EXPLORE THE MATERIAL:
[a] In the article on diabetes and heart attack survival, how much higher was the chance of dying for people with diabetes when the coronary artery was completely blocked?
[b] Reproduce word for word the part of the article on diabetes and heart attack survival starting with "There’s a higher" and going on through "individuals with diabetes.".
[c] Carry the article on diabetes and heart attack survival further, picking up right after its last sentence.

STUDY TEXT:
It has long been known that a diabetes diagnosis is associated with a high risk factor for heart disease.
But new research shows that the outlook is even more serious.
There’s a higher risk of people with diabetes dying after a heart attack.
A 10-year study at the Leeds Institute of Cardiovascular and Metabolic Medicine examined data from the acute myocardial infarction (MI) registry of the United Kingdom.
Researchers concluded that the subjects with diabetes had a 56 percent higher chance of dying after a heart attack when the coronary artery was completely blocked.
Even with partial blockage, people with diabetes had a 39 percent higher risk factor.
Study makes the connection
The study, published in the Journal of Epidemiology & Community Health, was based on examining more than 700,000 people, or 1.94 million person-years. This long-term research included more than 120,000 individuals with diabetes.
Even after eliminating the effects of age, sex, any other illnesses and differences in the emergency medical treatment received, the team found striking differences in survival rates between those with diabetes and those without.
Dr. Mike Knapton, associate medical director at the British Heart Foundation, which funded the study, said in a press release, “We knew that following a heart attack, you are less likely to survive if you also have diabetes. However, we did not know if this observation was due to having diabetes or having other conditions which are commonly seen in people with diabetes.”

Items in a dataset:
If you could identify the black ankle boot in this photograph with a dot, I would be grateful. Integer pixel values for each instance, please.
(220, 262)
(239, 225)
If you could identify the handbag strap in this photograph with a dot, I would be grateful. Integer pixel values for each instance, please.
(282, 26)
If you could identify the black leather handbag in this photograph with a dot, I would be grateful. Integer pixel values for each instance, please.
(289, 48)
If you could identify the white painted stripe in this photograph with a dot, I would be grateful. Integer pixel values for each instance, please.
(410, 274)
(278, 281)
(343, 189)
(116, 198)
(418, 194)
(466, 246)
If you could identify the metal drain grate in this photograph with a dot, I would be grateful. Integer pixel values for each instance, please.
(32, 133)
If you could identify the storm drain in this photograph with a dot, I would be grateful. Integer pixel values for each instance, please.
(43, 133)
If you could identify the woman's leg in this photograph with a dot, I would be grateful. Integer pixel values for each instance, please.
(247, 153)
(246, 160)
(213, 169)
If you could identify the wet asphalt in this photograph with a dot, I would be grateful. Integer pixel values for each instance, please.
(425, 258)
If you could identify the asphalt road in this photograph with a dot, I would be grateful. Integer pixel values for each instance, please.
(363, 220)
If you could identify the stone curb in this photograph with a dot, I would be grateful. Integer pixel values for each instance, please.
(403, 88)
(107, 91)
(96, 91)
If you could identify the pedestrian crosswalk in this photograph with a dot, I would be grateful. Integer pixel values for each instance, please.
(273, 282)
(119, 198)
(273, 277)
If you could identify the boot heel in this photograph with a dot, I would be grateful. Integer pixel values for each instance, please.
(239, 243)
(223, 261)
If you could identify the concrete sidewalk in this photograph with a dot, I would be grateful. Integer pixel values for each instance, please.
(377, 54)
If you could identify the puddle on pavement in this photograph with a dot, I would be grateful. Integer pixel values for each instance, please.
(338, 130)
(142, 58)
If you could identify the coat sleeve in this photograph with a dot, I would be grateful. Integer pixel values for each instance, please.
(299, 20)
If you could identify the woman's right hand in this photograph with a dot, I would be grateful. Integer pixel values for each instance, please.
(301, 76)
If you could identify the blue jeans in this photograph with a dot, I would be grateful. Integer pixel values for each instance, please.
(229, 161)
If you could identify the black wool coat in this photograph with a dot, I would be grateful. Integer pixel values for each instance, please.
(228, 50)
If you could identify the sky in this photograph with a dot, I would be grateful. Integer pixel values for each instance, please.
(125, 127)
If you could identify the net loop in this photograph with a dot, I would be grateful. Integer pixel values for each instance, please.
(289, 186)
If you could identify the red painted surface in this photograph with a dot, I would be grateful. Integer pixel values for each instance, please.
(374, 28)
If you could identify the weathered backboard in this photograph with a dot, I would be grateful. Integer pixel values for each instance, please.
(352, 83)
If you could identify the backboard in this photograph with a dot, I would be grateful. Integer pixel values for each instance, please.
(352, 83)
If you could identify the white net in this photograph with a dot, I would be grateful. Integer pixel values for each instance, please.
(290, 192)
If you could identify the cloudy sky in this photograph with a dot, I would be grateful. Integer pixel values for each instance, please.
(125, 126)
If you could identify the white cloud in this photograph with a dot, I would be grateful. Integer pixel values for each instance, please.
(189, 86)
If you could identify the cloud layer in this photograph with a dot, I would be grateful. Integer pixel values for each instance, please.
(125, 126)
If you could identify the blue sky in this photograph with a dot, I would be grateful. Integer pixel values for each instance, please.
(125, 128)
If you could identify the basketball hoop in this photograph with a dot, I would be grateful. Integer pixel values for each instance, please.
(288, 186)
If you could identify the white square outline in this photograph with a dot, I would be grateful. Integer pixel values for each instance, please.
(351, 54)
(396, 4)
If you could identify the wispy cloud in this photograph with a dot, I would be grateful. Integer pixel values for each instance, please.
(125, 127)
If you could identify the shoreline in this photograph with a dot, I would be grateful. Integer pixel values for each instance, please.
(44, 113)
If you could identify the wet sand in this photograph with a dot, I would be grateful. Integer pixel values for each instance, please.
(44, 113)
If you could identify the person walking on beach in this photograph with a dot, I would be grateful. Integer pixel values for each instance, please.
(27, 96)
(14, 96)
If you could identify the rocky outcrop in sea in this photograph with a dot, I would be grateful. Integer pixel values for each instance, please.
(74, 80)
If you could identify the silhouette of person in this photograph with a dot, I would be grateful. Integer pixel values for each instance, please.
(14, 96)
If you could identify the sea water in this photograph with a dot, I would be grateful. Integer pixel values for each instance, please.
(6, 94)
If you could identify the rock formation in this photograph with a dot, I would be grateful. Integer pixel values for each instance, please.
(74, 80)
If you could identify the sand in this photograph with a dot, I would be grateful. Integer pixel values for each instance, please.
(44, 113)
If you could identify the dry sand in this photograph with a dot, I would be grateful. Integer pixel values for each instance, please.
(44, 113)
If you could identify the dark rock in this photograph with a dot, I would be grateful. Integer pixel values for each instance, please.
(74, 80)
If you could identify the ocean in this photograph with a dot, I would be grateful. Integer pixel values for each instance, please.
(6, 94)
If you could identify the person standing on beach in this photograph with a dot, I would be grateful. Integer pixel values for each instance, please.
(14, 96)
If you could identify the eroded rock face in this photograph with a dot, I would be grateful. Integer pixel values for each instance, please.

ANSWERS PER TASK:
[a] It was 56 percent higher.

[b]
There’s a higher risk of people with diabetes dying after a heart attack.
A 10-year study at the Leeds Institute of Cardiovascular and Metabolic Medicine examined data from the acute myocardial infarction (MI) registry of the United Kingdom.
Researchers concluded that the subjects with diabetes had a 56 percent higher chance of dying after a heart attack when the coronary artery was completely blocked.
Even with partial blockage, people with diabetes had a 39 percent higher risk factor.
Study makes the connection
The study, published in the Journal of Epidemiology & Community Health, was based on examining more than 700,000 people, or 1.94 million person-years. This long-term research included more than 120,000 individuals with diabetes.

[c]
He emphasized that this research paper was the first to conclusively show that the adverse effect on survival is linked to having diabetes, rather than other conditions people with diabetes may have.
Rather than solely focusing on control of blood sugars in people with diabetes, it is critical that heart disease prevention is an important aspect of care.
Dr. Knapton added, “This research highlights the need to find new ways to prevent coronary heart disease in people with diabetes,” he said. “We are currently funding researchers in Leeds to find new ways of keeping blood vessels healthy in people with diabetes in the fight for every heartbeat.”
Prevention and diagnosis
Early prevention and diagnosis of both diabetes and cardiovascular disease are imperative.
Since this combination of factors has been proven to be particularly deadly, being aware of risk factors and predisposition to developing diabetes is key.
And for individuals who are already pre-diabetic or diabetic, attention to cardiovascular health is even more important, researchers said.
Dr. Anna Morris, head of research funding at Diabetes UK, said, “While researchers tackle this issue, we know that managing diabetes effectively can reduce the risk of developing cardiovascular disease. This includes eating healthily, keeping active, and taking medications as prescribed by your doctor.”
Communication between physicians who share patients with both diabetes and cardiac complications is also essential.
Lead researcher Chris Gale, Ph.D., consultant cardiologist and associate professor at the University of Leeds School of Medicine, added, “Although these days people are more likely than ever to survive a heart attack, we need to place greater focus on the long-term effects of diabetes in heart attack survivors. The partnership between cardiologists, G.P.s, and endocrinologists needs to be strengthened.”